FIG. 3a illustrates the detail of the elastomeric 0-ring seals 26 shown in FIG. 2. The elastomeric 0-ring seals 26 include a first 0-ring seal received in an annular groove 25 on the sealing shoulder 24 and a second 0-ring seal received in an annular groove 27 on the upper section 20 adjacent to the sealing shoulder 24. The sealing shoulder 24 of the mandrel 10 is contoured to conform the annular step 26 so that the first 0-ring seal in the annular groove 25 sealingly engages a substantial radial surface of the annular step 48 and the second 0-ring seal sealingly engages a substantial axial surface of the annular step when the mandrel 10 is in the operative position.
Elastomeric 0-ring seals 26 suitable for high pressure applications (10,000-15,000 psi) are commercially available and well known in the art.
FIG. 3b shows an elastomeric seal on the mandrel 10 in accordance with a second preferred embodiment of the invention. In this embodiment, the mandrel 10 is provided with an improved elastomeric seal as described in Applicant's United States Patent No. 6,247,537, issued on June 19, 2001 and entitled HIGH
PRESSURE FLUID SEAL FOR SEALING AGAINST A BIT GUIDE IN A
WELLLHEAD AND METHOD OF USING. The high pressure fluid seal 52 is an elastomeric material preferably made from a plastic material such as polyethylene or a rubber compound such as nitryl rubber. The elastomeric material preferably has a hardness of about 80-100 durometers.

• EXERCISES
a) In the passage on mandrel seals, copy the text from "FIG. 3b shows" up to and including "about 80-100 durometers.".
b) Write the next few sentences of the passage on mandrel seals, continuing from its final sentence.

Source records
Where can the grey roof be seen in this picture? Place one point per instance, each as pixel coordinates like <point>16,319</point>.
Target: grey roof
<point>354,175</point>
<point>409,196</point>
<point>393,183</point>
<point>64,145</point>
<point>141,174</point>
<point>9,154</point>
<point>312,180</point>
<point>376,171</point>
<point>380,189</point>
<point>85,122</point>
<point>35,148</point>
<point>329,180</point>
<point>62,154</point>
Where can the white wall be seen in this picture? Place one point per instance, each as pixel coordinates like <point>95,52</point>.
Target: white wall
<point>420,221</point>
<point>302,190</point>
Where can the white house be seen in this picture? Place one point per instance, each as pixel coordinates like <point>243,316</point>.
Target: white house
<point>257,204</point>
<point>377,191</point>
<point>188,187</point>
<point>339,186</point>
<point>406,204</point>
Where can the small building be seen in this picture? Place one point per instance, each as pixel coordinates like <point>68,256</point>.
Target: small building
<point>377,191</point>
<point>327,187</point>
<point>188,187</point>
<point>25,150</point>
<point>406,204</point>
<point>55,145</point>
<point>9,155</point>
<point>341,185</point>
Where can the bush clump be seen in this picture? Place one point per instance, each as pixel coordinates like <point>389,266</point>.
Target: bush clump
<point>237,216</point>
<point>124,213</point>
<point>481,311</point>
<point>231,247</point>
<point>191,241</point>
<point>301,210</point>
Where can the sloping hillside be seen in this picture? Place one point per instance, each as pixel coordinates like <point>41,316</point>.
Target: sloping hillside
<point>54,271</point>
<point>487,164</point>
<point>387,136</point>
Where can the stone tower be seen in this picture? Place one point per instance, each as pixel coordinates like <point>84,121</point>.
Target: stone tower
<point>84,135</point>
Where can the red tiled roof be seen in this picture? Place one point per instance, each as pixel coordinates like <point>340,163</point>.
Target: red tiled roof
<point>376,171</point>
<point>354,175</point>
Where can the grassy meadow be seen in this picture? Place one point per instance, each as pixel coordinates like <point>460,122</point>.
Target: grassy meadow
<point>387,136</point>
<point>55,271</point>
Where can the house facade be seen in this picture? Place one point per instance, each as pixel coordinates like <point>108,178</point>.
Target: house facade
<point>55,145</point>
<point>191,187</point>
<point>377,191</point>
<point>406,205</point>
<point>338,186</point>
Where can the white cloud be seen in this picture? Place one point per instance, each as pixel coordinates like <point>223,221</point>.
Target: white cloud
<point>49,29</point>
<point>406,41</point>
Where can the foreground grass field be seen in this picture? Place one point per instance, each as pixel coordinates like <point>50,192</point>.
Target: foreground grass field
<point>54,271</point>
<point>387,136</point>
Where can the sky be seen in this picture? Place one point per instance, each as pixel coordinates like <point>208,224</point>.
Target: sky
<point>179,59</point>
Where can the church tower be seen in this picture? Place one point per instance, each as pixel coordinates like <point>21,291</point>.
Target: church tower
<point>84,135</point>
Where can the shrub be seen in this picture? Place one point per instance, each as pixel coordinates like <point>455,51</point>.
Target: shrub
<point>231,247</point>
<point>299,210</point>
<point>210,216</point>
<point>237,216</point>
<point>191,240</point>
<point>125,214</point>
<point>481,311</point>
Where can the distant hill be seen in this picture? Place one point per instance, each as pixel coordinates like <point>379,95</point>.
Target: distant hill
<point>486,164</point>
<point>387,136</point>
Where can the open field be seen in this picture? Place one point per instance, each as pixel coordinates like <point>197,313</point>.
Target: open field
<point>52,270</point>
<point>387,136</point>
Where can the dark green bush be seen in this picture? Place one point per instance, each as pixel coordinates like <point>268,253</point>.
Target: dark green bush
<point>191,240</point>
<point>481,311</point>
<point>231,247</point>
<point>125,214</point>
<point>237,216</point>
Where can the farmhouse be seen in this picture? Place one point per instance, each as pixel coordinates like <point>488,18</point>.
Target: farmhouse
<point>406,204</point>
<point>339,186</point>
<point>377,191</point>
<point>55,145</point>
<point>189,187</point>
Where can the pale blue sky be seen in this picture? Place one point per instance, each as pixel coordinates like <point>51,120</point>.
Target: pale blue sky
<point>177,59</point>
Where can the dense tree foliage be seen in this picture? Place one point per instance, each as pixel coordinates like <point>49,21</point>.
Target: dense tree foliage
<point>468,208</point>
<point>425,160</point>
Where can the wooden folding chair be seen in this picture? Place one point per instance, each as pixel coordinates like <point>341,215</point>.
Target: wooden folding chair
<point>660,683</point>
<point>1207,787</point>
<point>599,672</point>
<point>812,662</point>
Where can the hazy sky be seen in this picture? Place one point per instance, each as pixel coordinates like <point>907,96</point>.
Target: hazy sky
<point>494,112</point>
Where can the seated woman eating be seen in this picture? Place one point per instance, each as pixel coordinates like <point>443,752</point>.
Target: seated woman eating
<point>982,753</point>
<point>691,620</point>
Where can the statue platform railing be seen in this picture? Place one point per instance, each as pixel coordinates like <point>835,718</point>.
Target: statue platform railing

• WRITTEN ANSWERS
a)
FIG. 3b shows an elastomeric seal on the mandrel 10 in accordance with a second preferred embodiment of the invention. In this embodiment, the mandrel 10 is provided with an improved elastomeric seal as described in Applicant's United States Patent No. 6,247,537, issued on June 19, 2001 and entitled HIGH
PRESSURE FLUID SEAL FOR SEALING AGAINST A BIT GUIDE IN A
WELLLHEAD AND METHOD OF USING. The high pressure fluid seal 52 is an elastomeric material preferably made from a plastic material such as polyethylene or a rubber compound such as nitryl rubber. The elastomeric material preferably has a hardness of about 80-100 durometers.

b)
The high pressure fluid seal 52 is bonded directly to the sealing shoulder 24 of the mandrel 10 in a well known manner in the art and covers the sealing shoulder 24, a portion of the upper section 20 and a portion of the lower section 22 adjacent the sealing shoulder. The sealing shoulder 24 of the mandrel 10 is also preferably contoured to conform the annular step 48 of the tubing hanger. The sealing shoulder 24 of the mandrel 10 may further include at least one downwardly protruding annular ridge 54 which provides an area of increased compression of the high pressure fluid seal 52 in an area preferably adjacent the upper section 20 of the outer surface 16 of the mandrel. The annular ridge 54 not only provides an area of increased compression, it also inhibits extrusion of the high pressure fluid seal 52 from the sealing shoulder 24 when the mandrel 10 is the operative position and exposed to extreme fluid pressures. The annular ridge 54 likewise helps ensure that the high pressure fluid seal 52 securely seats against the annular step 48, even if the annular step 48 is worn due to impact and abrasion resulting from the movement of well tools into or out of the tubing hanger 30.
FIG. 4a shows a wellhead isolation tool 55 including a mechanical lockdown mechanism 56 in accordance with a preferred embodiment of the invention.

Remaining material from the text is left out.